## What you are asked to do
Omit the pictures and extract only the lines from the line containing "Indicate every instance of the winter" to the end of the material, each exactly as written.

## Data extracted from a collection
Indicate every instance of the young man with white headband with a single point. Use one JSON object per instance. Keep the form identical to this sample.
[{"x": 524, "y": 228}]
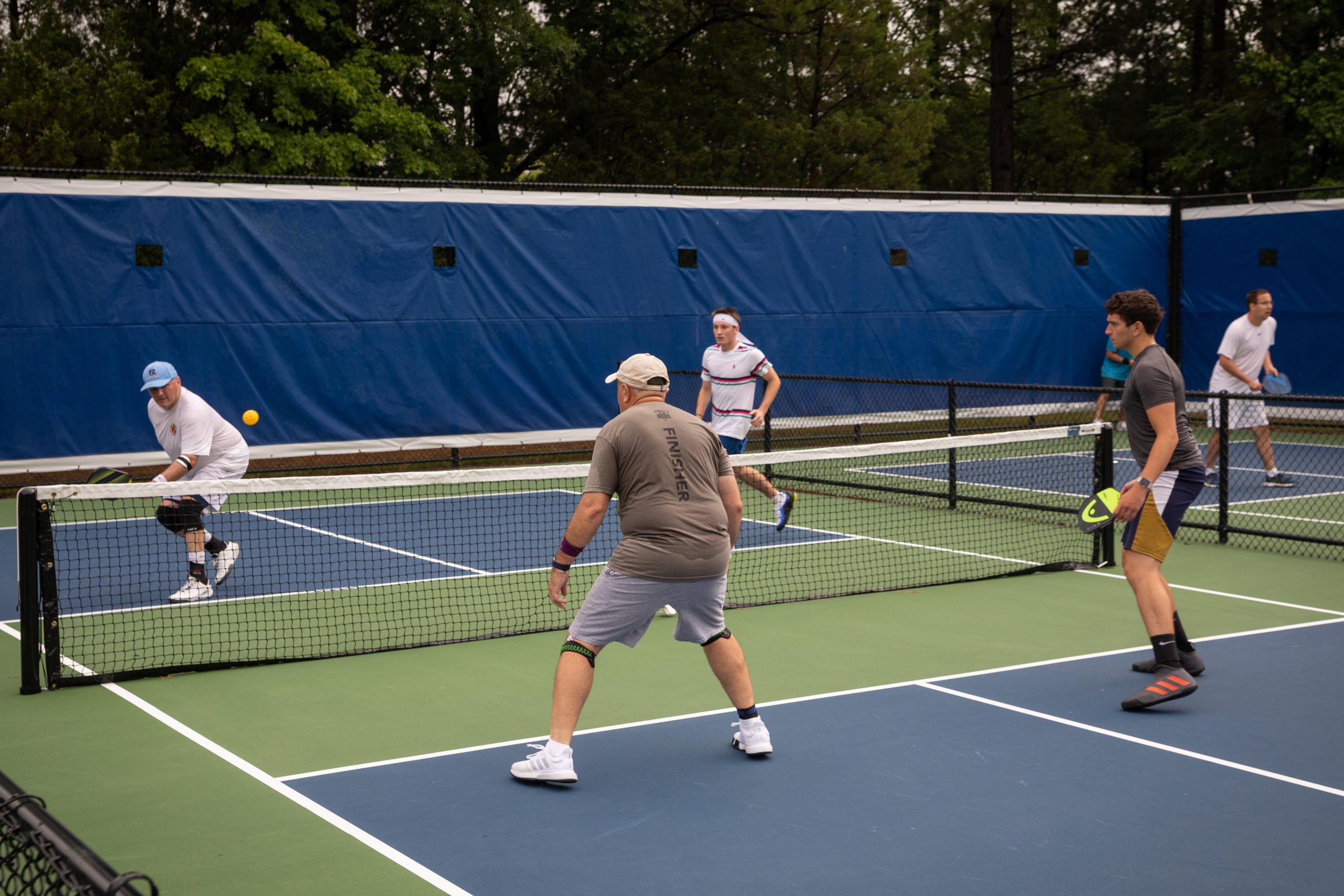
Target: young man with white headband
[
  {"x": 680, "y": 512},
  {"x": 729, "y": 371}
]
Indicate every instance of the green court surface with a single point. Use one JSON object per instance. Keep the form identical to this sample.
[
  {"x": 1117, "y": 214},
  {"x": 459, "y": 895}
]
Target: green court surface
[{"x": 150, "y": 798}]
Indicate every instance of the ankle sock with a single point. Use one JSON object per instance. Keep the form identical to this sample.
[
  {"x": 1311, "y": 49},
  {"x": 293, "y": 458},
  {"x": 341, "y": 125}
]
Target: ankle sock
[
  {"x": 1182, "y": 641},
  {"x": 1164, "y": 650}
]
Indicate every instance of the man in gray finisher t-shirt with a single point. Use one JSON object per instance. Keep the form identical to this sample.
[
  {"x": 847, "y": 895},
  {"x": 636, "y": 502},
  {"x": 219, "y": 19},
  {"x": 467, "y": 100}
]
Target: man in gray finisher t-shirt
[
  {"x": 680, "y": 512},
  {"x": 1153, "y": 504}
]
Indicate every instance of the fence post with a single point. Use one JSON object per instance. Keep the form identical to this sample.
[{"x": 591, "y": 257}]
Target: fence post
[
  {"x": 1174, "y": 277},
  {"x": 1223, "y": 462},
  {"x": 952, "y": 453}
]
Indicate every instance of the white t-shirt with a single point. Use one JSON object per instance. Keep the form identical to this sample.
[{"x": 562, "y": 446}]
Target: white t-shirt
[
  {"x": 1245, "y": 344},
  {"x": 733, "y": 376},
  {"x": 194, "y": 428}
]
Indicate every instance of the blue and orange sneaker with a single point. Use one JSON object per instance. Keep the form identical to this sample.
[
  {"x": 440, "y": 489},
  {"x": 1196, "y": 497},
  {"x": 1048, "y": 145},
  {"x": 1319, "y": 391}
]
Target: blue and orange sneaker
[{"x": 1167, "y": 684}]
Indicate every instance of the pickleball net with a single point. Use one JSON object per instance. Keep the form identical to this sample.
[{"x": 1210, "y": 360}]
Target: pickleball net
[{"x": 335, "y": 566}]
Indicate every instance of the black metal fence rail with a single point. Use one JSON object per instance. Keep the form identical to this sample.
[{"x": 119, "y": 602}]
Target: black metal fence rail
[
  {"x": 39, "y": 856},
  {"x": 1307, "y": 434},
  {"x": 551, "y": 187}
]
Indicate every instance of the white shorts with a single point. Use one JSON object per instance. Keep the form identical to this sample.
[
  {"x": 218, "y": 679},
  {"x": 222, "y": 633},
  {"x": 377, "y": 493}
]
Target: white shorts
[
  {"x": 1244, "y": 412},
  {"x": 222, "y": 469}
]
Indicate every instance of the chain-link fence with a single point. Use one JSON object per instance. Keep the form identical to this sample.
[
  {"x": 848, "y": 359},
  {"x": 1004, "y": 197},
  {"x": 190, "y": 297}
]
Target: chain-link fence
[
  {"x": 41, "y": 858},
  {"x": 1300, "y": 437}
]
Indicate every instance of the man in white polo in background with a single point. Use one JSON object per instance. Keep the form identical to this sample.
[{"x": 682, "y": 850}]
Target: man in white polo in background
[
  {"x": 680, "y": 512},
  {"x": 203, "y": 446},
  {"x": 1244, "y": 351},
  {"x": 729, "y": 371}
]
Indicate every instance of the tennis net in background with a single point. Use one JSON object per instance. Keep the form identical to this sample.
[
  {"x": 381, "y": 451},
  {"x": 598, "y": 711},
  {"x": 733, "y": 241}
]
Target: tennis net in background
[{"x": 337, "y": 566}]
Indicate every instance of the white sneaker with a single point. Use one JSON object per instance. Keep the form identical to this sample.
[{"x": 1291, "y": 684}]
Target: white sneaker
[
  {"x": 548, "y": 766},
  {"x": 225, "y": 561},
  {"x": 194, "y": 590},
  {"x": 752, "y": 736}
]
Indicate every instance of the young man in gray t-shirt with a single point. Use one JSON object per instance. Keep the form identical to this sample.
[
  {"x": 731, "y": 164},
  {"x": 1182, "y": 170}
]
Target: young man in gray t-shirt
[
  {"x": 680, "y": 512},
  {"x": 1153, "y": 504}
]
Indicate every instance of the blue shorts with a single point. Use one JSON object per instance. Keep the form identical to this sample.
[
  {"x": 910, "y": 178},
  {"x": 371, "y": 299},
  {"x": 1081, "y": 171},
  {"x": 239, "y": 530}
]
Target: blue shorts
[
  {"x": 734, "y": 446},
  {"x": 1153, "y": 530}
]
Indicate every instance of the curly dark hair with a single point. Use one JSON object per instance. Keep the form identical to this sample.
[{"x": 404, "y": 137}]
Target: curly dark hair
[{"x": 1136, "y": 305}]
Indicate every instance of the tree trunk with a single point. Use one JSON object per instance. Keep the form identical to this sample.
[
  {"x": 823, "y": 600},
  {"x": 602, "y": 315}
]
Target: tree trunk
[
  {"x": 1000, "y": 97},
  {"x": 933, "y": 27},
  {"x": 1196, "y": 49},
  {"x": 1220, "y": 47}
]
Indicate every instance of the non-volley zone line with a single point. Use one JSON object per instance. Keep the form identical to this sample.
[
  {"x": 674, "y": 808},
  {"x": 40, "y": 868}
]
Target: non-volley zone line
[
  {"x": 269, "y": 781},
  {"x": 927, "y": 683}
]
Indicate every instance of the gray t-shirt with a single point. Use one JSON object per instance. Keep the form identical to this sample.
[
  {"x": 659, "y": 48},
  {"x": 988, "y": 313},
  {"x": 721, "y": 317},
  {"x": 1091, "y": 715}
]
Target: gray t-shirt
[
  {"x": 1155, "y": 379},
  {"x": 664, "y": 468}
]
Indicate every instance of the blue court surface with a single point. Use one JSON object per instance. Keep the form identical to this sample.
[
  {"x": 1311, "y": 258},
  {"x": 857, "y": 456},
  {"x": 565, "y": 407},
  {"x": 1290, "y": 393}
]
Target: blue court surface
[
  {"x": 915, "y": 790},
  {"x": 119, "y": 565}
]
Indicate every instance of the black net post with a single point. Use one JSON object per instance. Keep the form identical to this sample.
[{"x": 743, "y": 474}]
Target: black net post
[
  {"x": 47, "y": 585},
  {"x": 1174, "y": 277},
  {"x": 30, "y": 612},
  {"x": 1223, "y": 464},
  {"x": 952, "y": 453},
  {"x": 1104, "y": 477}
]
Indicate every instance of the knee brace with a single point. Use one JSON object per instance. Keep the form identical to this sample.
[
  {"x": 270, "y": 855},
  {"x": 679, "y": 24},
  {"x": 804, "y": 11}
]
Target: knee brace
[
  {"x": 574, "y": 647},
  {"x": 722, "y": 635},
  {"x": 185, "y": 518}
]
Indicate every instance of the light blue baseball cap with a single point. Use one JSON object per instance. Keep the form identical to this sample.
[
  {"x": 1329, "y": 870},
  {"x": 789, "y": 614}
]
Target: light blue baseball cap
[{"x": 158, "y": 374}]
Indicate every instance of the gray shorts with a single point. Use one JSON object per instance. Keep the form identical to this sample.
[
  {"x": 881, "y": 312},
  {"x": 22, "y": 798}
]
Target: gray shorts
[{"x": 620, "y": 609}]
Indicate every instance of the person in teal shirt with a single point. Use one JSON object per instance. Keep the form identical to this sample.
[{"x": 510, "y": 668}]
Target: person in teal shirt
[{"x": 1115, "y": 371}]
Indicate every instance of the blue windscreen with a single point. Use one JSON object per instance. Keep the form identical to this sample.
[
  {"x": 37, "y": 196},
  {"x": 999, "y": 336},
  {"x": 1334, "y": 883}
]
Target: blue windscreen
[
  {"x": 331, "y": 319},
  {"x": 1296, "y": 257}
]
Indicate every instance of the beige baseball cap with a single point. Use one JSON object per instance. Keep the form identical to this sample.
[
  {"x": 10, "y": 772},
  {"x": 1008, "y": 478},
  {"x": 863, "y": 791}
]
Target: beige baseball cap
[{"x": 639, "y": 371}]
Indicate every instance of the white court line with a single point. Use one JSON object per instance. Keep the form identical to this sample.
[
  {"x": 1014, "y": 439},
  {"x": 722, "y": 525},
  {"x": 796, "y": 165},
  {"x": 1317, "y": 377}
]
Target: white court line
[
  {"x": 1138, "y": 741},
  {"x": 186, "y": 606},
  {"x": 1225, "y": 594},
  {"x": 368, "y": 544},
  {"x": 785, "y": 702},
  {"x": 275, "y": 784}
]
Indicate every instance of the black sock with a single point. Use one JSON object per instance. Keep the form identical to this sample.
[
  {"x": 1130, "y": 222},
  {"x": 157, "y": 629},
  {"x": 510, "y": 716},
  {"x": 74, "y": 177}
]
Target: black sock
[
  {"x": 1164, "y": 650},
  {"x": 1182, "y": 641}
]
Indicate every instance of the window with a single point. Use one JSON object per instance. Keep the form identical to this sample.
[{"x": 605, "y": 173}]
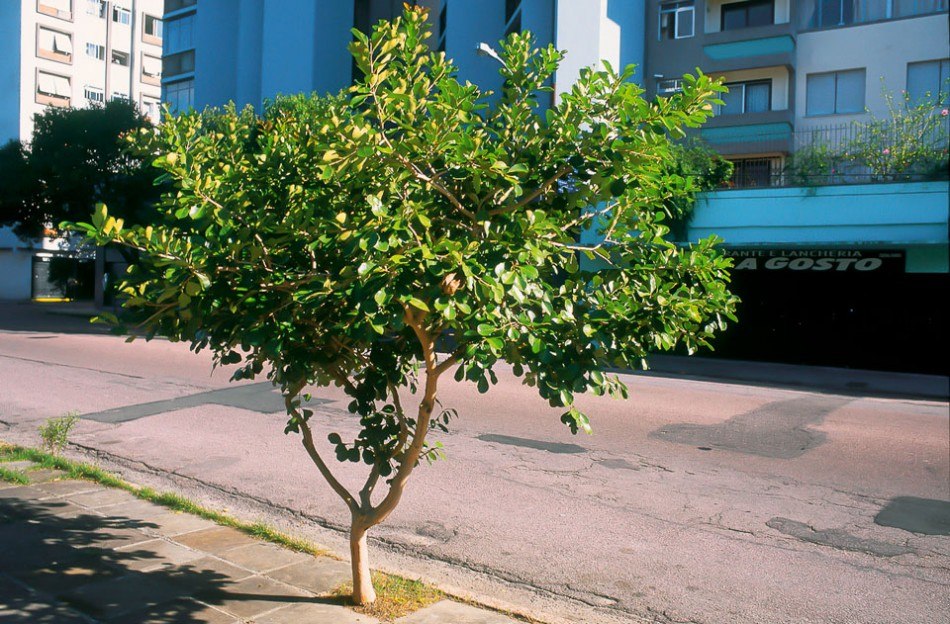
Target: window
[
  {"x": 94, "y": 94},
  {"x": 834, "y": 13},
  {"x": 835, "y": 93},
  {"x": 152, "y": 108},
  {"x": 677, "y": 20},
  {"x": 443, "y": 22},
  {"x": 121, "y": 16},
  {"x": 52, "y": 85},
  {"x": 512, "y": 16},
  {"x": 53, "y": 44},
  {"x": 747, "y": 14},
  {"x": 96, "y": 7},
  {"x": 179, "y": 34},
  {"x": 669, "y": 87},
  {"x": 96, "y": 51},
  {"x": 181, "y": 63},
  {"x": 151, "y": 68},
  {"x": 180, "y": 96},
  {"x": 928, "y": 80},
  {"x": 62, "y": 9},
  {"x": 152, "y": 27},
  {"x": 753, "y": 96}
]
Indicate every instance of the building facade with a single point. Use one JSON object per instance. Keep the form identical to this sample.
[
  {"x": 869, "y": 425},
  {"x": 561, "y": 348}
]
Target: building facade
[
  {"x": 844, "y": 269},
  {"x": 69, "y": 53}
]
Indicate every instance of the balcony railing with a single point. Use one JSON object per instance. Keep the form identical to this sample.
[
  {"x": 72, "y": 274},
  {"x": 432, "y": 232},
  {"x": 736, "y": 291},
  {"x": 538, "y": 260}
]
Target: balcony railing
[
  {"x": 853, "y": 154},
  {"x": 817, "y": 14}
]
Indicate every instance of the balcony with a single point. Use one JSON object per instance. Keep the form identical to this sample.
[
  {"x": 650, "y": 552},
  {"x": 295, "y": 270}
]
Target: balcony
[
  {"x": 767, "y": 132},
  {"x": 747, "y": 48}
]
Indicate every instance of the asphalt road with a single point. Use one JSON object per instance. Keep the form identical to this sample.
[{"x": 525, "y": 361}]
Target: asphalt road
[{"x": 693, "y": 501}]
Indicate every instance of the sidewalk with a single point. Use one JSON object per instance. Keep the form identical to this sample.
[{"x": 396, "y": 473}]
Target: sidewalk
[{"x": 75, "y": 551}]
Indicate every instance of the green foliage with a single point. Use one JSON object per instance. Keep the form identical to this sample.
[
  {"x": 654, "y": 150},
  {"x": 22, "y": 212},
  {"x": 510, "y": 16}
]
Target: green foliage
[
  {"x": 74, "y": 160},
  {"x": 55, "y": 432},
  {"x": 335, "y": 240},
  {"x": 909, "y": 142},
  {"x": 704, "y": 169}
]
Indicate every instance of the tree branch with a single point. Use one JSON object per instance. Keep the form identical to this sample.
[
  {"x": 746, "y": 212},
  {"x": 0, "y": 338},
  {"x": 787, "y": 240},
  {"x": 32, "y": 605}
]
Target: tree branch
[{"x": 530, "y": 197}]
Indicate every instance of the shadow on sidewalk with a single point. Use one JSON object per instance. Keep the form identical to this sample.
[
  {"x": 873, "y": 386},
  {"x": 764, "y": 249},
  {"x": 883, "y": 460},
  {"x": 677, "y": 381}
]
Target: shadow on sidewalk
[{"x": 56, "y": 555}]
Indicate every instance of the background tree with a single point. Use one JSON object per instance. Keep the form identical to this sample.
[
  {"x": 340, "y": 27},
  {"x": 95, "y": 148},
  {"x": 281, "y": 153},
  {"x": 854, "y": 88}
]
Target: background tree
[
  {"x": 74, "y": 160},
  {"x": 338, "y": 240}
]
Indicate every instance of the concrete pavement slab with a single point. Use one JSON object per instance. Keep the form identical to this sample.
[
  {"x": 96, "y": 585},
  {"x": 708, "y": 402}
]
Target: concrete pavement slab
[
  {"x": 215, "y": 540},
  {"x": 101, "y": 498},
  {"x": 181, "y": 610},
  {"x": 68, "y": 488},
  {"x": 252, "y": 596},
  {"x": 319, "y": 575},
  {"x": 174, "y": 523},
  {"x": 262, "y": 557},
  {"x": 156, "y": 553},
  {"x": 447, "y": 611},
  {"x": 316, "y": 613}
]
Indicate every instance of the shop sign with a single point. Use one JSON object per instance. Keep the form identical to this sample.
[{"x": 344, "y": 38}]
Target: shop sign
[{"x": 831, "y": 260}]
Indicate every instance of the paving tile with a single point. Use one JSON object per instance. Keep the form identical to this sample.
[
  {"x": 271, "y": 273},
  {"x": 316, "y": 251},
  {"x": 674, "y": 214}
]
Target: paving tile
[
  {"x": 204, "y": 574},
  {"x": 114, "y": 597},
  {"x": 262, "y": 557},
  {"x": 215, "y": 540},
  {"x": 447, "y": 611},
  {"x": 65, "y": 488},
  {"x": 20, "y": 464},
  {"x": 74, "y": 569},
  {"x": 23, "y": 492},
  {"x": 252, "y": 597},
  {"x": 314, "y": 612},
  {"x": 135, "y": 508},
  {"x": 45, "y": 475},
  {"x": 101, "y": 498},
  {"x": 173, "y": 523},
  {"x": 319, "y": 575},
  {"x": 180, "y": 610},
  {"x": 154, "y": 553}
]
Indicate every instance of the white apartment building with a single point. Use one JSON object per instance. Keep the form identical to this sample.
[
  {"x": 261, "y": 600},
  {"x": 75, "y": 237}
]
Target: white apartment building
[
  {"x": 69, "y": 53},
  {"x": 73, "y": 53}
]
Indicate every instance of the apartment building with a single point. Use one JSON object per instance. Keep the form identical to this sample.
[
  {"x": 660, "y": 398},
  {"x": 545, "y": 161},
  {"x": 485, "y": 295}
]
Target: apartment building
[
  {"x": 69, "y": 53},
  {"x": 795, "y": 67},
  {"x": 247, "y": 51},
  {"x": 841, "y": 270}
]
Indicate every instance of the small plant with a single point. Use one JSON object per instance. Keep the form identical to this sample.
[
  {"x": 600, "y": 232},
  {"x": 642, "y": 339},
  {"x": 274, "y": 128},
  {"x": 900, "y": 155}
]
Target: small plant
[{"x": 55, "y": 432}]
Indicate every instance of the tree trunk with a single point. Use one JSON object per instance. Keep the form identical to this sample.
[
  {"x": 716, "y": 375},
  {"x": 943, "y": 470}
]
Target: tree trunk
[{"x": 363, "y": 592}]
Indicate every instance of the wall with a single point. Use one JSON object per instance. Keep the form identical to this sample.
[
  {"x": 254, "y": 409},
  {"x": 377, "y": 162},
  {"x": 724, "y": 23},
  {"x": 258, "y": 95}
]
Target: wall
[
  {"x": 714, "y": 14},
  {"x": 780, "y": 80},
  {"x": 9, "y": 71},
  {"x": 895, "y": 44},
  {"x": 911, "y": 216}
]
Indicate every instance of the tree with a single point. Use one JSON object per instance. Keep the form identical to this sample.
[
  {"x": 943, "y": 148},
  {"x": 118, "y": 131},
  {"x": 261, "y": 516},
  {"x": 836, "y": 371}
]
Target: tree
[
  {"x": 338, "y": 240},
  {"x": 75, "y": 160}
]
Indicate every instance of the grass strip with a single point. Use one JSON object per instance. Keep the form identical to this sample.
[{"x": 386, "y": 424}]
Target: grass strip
[
  {"x": 14, "y": 476},
  {"x": 396, "y": 596},
  {"x": 88, "y": 472}
]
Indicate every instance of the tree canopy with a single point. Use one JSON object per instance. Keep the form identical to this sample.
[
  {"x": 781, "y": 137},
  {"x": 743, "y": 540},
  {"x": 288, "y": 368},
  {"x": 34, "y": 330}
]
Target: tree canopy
[
  {"x": 413, "y": 225},
  {"x": 74, "y": 160}
]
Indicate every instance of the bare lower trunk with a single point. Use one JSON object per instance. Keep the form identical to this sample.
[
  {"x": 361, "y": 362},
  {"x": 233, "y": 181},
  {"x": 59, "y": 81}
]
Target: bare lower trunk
[{"x": 363, "y": 592}]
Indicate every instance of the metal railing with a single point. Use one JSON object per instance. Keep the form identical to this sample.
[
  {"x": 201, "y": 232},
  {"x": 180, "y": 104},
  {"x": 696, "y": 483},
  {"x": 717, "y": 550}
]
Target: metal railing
[{"x": 856, "y": 153}]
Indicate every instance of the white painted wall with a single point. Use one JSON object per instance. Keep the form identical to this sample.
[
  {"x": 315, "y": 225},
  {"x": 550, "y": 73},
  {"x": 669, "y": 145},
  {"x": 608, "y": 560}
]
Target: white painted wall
[
  {"x": 884, "y": 49},
  {"x": 82, "y": 70}
]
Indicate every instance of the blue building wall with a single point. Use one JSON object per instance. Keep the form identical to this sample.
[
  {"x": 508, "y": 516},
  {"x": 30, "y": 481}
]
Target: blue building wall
[
  {"x": 9, "y": 71},
  {"x": 911, "y": 216}
]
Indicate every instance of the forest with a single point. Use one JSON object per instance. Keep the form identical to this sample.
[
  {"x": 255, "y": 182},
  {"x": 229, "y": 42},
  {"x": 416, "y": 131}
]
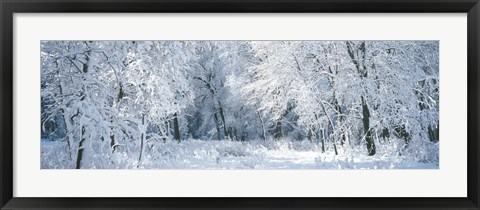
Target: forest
[{"x": 239, "y": 104}]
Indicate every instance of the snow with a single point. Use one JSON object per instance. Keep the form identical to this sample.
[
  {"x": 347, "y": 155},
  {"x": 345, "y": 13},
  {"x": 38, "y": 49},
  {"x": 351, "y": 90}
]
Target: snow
[{"x": 226, "y": 154}]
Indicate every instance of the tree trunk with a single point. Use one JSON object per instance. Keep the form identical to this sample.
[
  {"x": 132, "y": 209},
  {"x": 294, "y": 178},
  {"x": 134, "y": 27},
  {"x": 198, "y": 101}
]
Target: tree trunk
[
  {"x": 176, "y": 127},
  {"x": 366, "y": 128},
  {"x": 357, "y": 53},
  {"x": 142, "y": 137},
  {"x": 81, "y": 148}
]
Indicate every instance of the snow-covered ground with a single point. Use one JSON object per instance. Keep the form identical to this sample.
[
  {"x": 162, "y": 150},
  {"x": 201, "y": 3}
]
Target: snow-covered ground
[{"x": 197, "y": 154}]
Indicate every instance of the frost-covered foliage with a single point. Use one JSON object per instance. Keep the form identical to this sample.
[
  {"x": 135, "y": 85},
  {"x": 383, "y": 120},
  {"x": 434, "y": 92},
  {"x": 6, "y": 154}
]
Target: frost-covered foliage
[{"x": 139, "y": 104}]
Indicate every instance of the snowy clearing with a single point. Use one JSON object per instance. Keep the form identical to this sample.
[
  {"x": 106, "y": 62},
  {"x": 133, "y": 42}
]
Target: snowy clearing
[{"x": 198, "y": 154}]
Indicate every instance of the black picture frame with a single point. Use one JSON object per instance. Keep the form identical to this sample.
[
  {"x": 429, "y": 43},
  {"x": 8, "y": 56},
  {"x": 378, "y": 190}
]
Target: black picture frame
[{"x": 9, "y": 7}]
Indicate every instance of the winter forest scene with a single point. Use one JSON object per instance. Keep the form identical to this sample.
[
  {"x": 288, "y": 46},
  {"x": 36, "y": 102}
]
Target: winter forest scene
[{"x": 239, "y": 105}]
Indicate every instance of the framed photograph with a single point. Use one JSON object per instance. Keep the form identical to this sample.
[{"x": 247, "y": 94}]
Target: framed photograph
[{"x": 239, "y": 105}]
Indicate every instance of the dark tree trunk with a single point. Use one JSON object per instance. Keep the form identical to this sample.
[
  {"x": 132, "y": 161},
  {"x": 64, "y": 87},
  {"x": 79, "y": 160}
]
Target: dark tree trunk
[
  {"x": 80, "y": 150},
  {"x": 366, "y": 128},
  {"x": 176, "y": 127},
  {"x": 278, "y": 130},
  {"x": 142, "y": 137},
  {"x": 357, "y": 52}
]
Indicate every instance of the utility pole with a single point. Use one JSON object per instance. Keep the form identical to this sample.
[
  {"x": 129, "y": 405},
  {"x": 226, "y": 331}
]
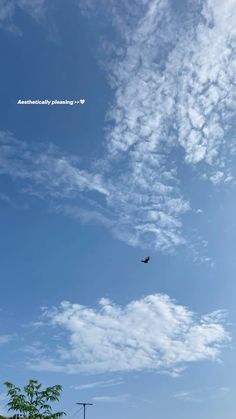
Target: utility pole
[{"x": 84, "y": 405}]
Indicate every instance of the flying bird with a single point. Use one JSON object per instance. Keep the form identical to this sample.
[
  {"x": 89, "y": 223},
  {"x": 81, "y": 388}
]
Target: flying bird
[{"x": 146, "y": 260}]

## Answer to this task
Indicate every instance of the winter forest scene with a single point. Use one JSON object per instance. Keep the form identical to this sample.
[
  {"x": 288, "y": 46},
  {"x": 36, "y": 102}
]
Target: winter forest scene
[{"x": 239, "y": 105}]
Indicate every instance of the framed photograph with a single point. Use one JSON object per instance. Keep the form identical to this sample.
[{"x": 247, "y": 94}]
Target: framed photograph
[{"x": 239, "y": 105}]
Indicate every instance of the dark tree trunk with a single point. Use one JSON object per instance. Keep the form identical to this sample.
[
  {"x": 132, "y": 161},
  {"x": 64, "y": 87},
  {"x": 79, "y": 160}
]
Target: dark tree trunk
[
  {"x": 80, "y": 150},
  {"x": 366, "y": 128},
  {"x": 176, "y": 127},
  {"x": 278, "y": 130},
  {"x": 142, "y": 137},
  {"x": 357, "y": 52}
]
Indicate every instance of the utility pole with a single point. Use one JSON object per instance. Keep the form identical to this sample.
[
  {"x": 129, "y": 405},
  {"x": 226, "y": 331}
]
Target: utility pole
[{"x": 84, "y": 405}]
Indicate every instance of the flying bird with a single point. Use one JSON object per instance. Keep the form identical to this sample.
[
  {"x": 89, "y": 223},
  {"x": 81, "y": 388}
]
Target: flying bird
[{"x": 146, "y": 260}]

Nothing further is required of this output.